##### Extract #####
A VISIT to Edinburgh by the Vienna Boys’ Choir promises the best in traditional choral music and chart-topping pop tunes too.
As BOY bands go, the 500-year-old world-famous Vienna Boys’ Choir has outlasted any modern-day pop combo you care to mention. For a start there are four of them – Vienna Boys’ Choirs that is – 100 boys in all, with any two or three of the 25-strong choirs touring the world at any given time. So busy is that touring schedule, there’s barely a moment when all four can to be found at the same time at their historic home – Vienna’s iconic Palais Augarten, gifted to the choir in 1948 .
As I write, the Brucknerchor (each touring outfit is named after a distinguished Austrian composer associated with the choir’s history) is in Australia and New Zealand, with Taiwan and Korea still to entertain on the way home; the Schubertchor is not long back from Japan; the Mozartchor is enjoying some home time in Vienna following recent jaunts to South America, Russia and Kuwait; while the Haydnchor is currently packing its cases for an imminent tour of the UK.
It’s the last of these that will interest us, as it is these boys of the Haydnchor who will raise the rafters of the Usher Hall in Edinburgh on 7 October, in an afternoon programme that is mostly what you’d expect from the sailor-suited choristers – motets by Mozart, Rheinberger and earlier Renaissance pieces by Gallus (a good Glasgow name) and Caldara, and no doubt music from the immortal Viennese waltzing Strausses, which is their trademark encore.
But prepare for one particular surprise. For in a part of the programme encompassing “Contemporary Vienna”, the boys will turn their characteristically fruity tones to the music of New York Bronx-born Billy Joel – his 1977 hit Vienna. Surely not. Isn’t that a bit like asking Julie Andrews and the Von Trapp kids to encore Doh! a deer with Rock around the Clock?
Not according to Gerald Wirth, overall artistic director of the Vienna Boys Choir. “Everyone expects us to sing Strauss,” he says. “We will do in Edinburgh what we usually do – some of that very traditionally based Central European repertoire that includes Renaissance motets, moving through Haydn, Mozart, and Brahms. But we will also incorporate music by Billy Joel, because he, as well as his song, has a close association with Vienna.”
There is, it seems, a family link. When Joel’s German-born father split from Billy’s mother in 1960, Howard Joel moved from America to Vienna, where he had another son, Alexander Joel, with his new wife in 1971. “Billy’s Vienna-born half-brother was a conductor in Vienna for many years,” Wirth explains. The younger Joel is now general music director of the Staatsorchester Braunschweig in Germany, having previously been musical director of the Deutsche Oper am Rhein.
Having visited the Vienna Boys’ Choir school some 12 years ago, I can see how natural a thing it is for these boys to sing modern-day pop ballads with the same stylistic acumen as Mozart or Haydn. For they really are just ordinary boys, who plaster their dorm walls with adolescent pin-ups, run around in jeans and trainers, and generally get up to all the same tricks as other boys of their age.
The cutesy sailor suits might transform their stage appearance, and the vocal strains may be cultured to a point of angelic perfection, but the excitable spirit of youth shines through in any of the 300 or so performances that each choir is likely to give in any year.
#####
Stated problem 1:
Locate each line in the records that contains the string "shoreline" and copy it. Match case exactly.
The article and the records that come after it are unrelated to each other.
##### Given entries #####
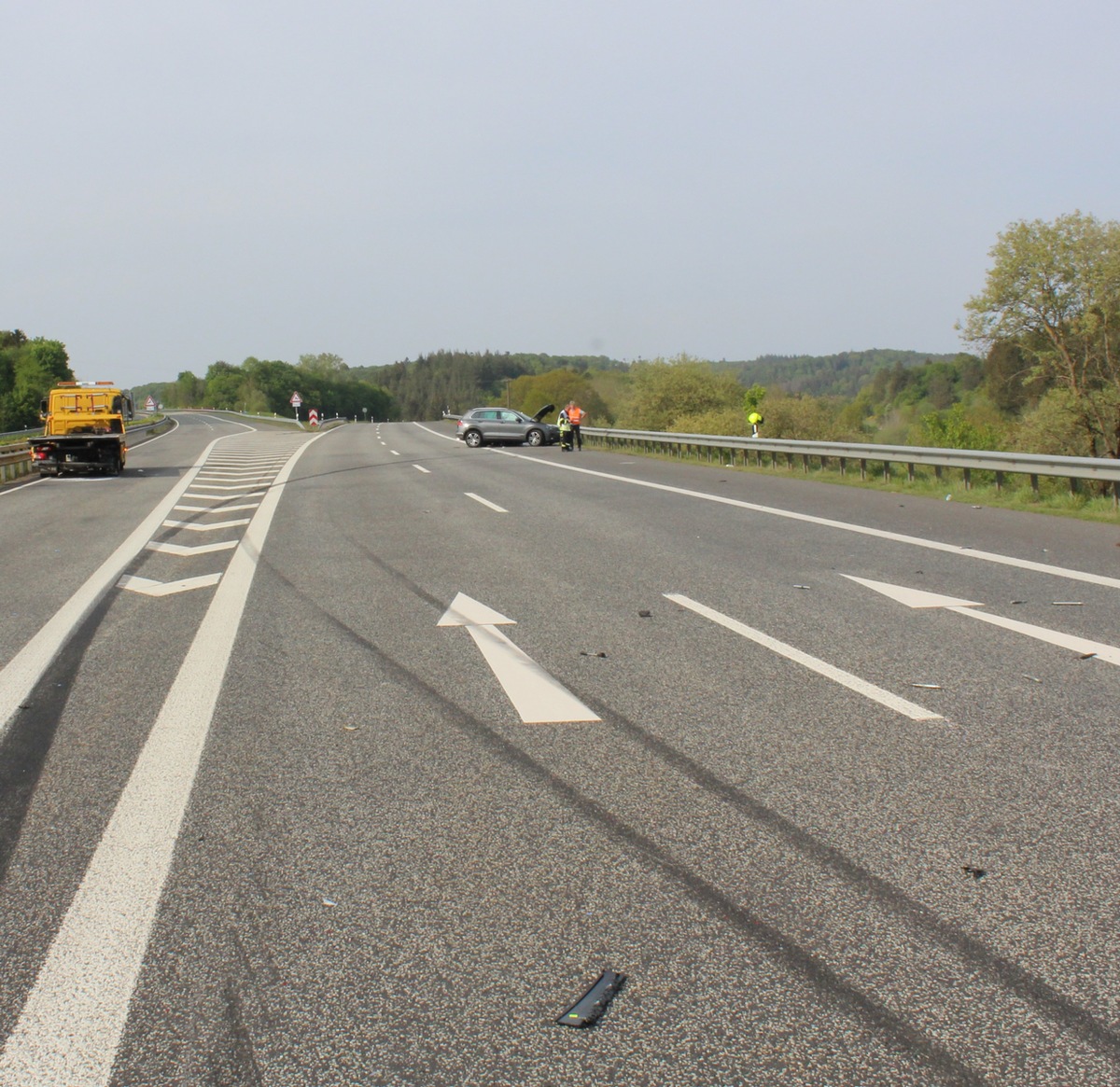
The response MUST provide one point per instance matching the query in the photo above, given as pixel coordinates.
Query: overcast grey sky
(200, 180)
#####
##### Given entries #####
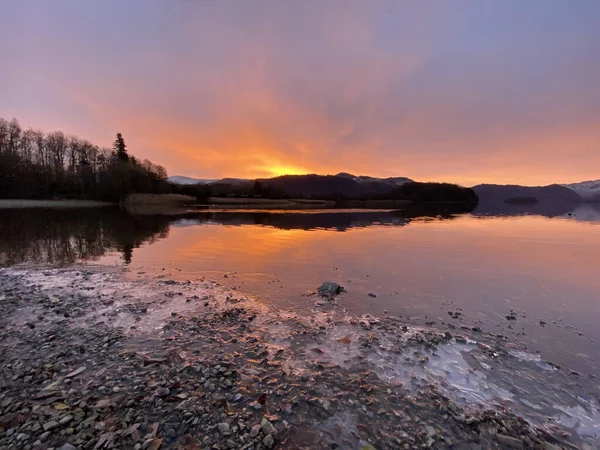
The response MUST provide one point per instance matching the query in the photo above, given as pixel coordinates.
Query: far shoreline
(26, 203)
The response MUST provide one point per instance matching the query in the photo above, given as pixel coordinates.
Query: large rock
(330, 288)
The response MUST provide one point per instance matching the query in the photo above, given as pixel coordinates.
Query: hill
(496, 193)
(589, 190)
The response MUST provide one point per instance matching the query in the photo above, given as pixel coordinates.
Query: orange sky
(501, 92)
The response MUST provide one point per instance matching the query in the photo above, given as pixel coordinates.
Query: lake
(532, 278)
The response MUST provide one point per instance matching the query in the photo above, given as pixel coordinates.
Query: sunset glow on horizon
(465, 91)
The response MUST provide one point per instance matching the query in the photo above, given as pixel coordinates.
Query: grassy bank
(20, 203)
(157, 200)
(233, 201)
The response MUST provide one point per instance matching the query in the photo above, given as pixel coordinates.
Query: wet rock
#####
##### Given entries #####
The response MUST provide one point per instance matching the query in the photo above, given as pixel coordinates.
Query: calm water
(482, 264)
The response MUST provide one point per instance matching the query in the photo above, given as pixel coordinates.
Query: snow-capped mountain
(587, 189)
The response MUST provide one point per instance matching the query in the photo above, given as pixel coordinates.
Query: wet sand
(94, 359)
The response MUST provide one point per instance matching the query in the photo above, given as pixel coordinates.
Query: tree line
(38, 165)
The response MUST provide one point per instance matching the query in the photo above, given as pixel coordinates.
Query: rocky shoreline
#####
Stated problem 2:
Condense the paragraph of the article that begins "There is, it seems, a family link" into a short bulleted list that keeps its main facts.

Complete answer 1:
Query: far shoreline
Query: rocky shoreline

Complete answer 2:
- Billy Joel's German-born father, Howard Joel, split from Billy's mother in 1960 and moved from America to Vienna.
- In Vienna he and his new wife had a son, Alexander Joel, in 1971.
- According to Wirth, Billy's Vienna-born half-brother was a conductor in Vienna for many years.
- Alexander Joel is now general music director of the Staatsorchester Braunschweig in Germany.
- He was previously musical director of the Deutsche Oper am Rhein.